Kaynak metinden alıntı.

▼

MEDYA KÖŞESİ

Hüseyin Gülerce Hürriyet'i masaya yatırmış!

Hüseyin Gülerce bugün Hürriyet'e dönük bir eleştiriyle dikaktimiz çekti. Konu ise Kekeç'in 'Korkunç kadın' dediği Sevil Atasoy.

Hüseyin Gülerce Hürriyet'i masaya yatırmış!

GAZETECİLER.COM - Zaman yazarı Hüseyin Gülerce bugün Hürriyet'e dönük bir eleştiriyle dikaktimiz çekti. Mevzu ise son günlerin popüler isimlerinden ve Ahmet Kekeç'in 'Korkunç kadın' dediği  Sevil Atasoy. Atasoy'un mesleki geçmişini ve hakkındaki iddiaları aktaran Gülerce, Hürriyet ve Ertuğrul Özkök'ün neden kendisine köşe verdiğini

" Alper Görmüş'ün Taraf'taki tespitlerini de özetleyelim. Fişleme raporlarının Tolon'a ulaştırıldığı günlerde Adli Tıp Enstitüsü Müdürü Prof. Atasoy, 11 Eylül 2005 tarihinde Hürriyet gazetesinde yazmaya başlıyor. Ama çok özel bir ilgi görüyor. Yazıların anonsu, sürmanşetten veriliyor. Hürriyet'in yayın yönetmeni Ertuğrul Özkök, bu yeni yazara özel bir teveccüh gösteriyor ve Atasoy'la tam sayfalık bir röportaj yapıyor. Özkök, bu yadırgatıcı tercih için, "Söyleşiyi tamamen kendi merakım yüzünden ben yaptım." diyor. Fakat bu söyleşiden iki ay kadar önce (21 Temmuz 2005'te), bugün Ergenekon tutuklusu olan eski adlî tıpçı Ümit Sayın'ın, bugün Ergenekon delil klasörlerinde yer alan bir "MSN" yazışmasında konu şöyle geçiyor:

"Atasoy aradı... Bugün Ertuğrul Özkök ile görüşmüş... Sıkı dur... E. Özkök, Atasoy'un Şato'ya gittiğini biliyormuş ("Şato"nun Ergenekon jargonunda Birinci Ordu karargâhı olduğu düşünülüyor.-A.G.) Atasoy'a özel bir sayfa yapmayı teklif etmiş. Sonuçta Hürriyet'te her istediğimiz haberi çıkartma serbestisi veriliyor bize... E. Özkök bir şeylerin kokusunu almış hocam. O yaş tahtaya basmaz... Şato'ya gittikten 1 ay sonra bu teklifi veriyor."

▲

Veri setinden alıntı.
▼

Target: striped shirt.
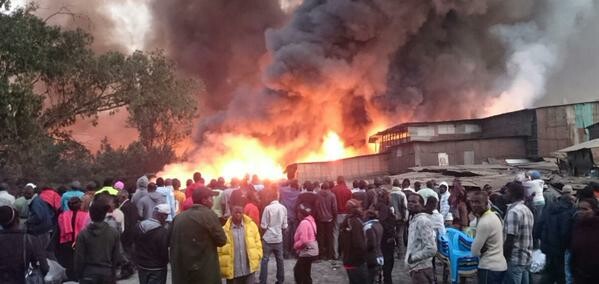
[503,201,534,265]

▲

Yönergeler.
**A.** Gülerce haberinde "MEDYA KÖŞESİ" ifadesinden "dediği Sevil Atasoy." ifadesine kadar olan bölümü yeniden yaz, yalnız "Hüseyin Gülerce" yerine "H. Gülerce" koy.
**B.** Gülerce haberini kaldığı yerden sürdür.
Buradaki verinin bu işle hiçbir ilgisi yok.

Yazılı cevaplar.
**A.**
MEDYA KÖŞESİ

H. Gülerce Hürriyet'i masaya yatırmış!

H. Gülerce bugün Hürriyet'e dönük bir eleştiriyle dikaktimiz çekti. Konu ise Kekeç'in 'Korkunç kadın' dediği Sevil Atasoy.

**B.**
Pekiyi, sonra ne oldu? Hürriyet ve yayın yönetmenini, sıkıntılar bastı. Ergenekon ve medya sorgulanırken, bu kadar mızrak hangi çuvallara sığacaktı? Atasoy'un işine sessiz sedasız 17 Mayıs 2009'da son verildi.

Her biri tek başına, ülkeyi sarsacak bu olaylar, dürüst gazeteciliğin değerini de, sorumluluğunu da artırıyor. Artık çoğuna yetişemiyoruz, olayların öneminin ve gerçek boyutlarının gösterilmesinin hakkını veremiyoruz. Şu Ergenekon davası, hiçbir işe yaramasa, sadece Türkiye'deki bataklığı, çürümüşlüğü, kokuşmuşluğu, jurnalcileri, kimlerin kimlerle iş tuttuklarını, herkesin gözleri önüne serdiği için bile asrın davasıdır. Kimilerinin gemisi batıyor ama orkestraları çalmaya devam ediyor..."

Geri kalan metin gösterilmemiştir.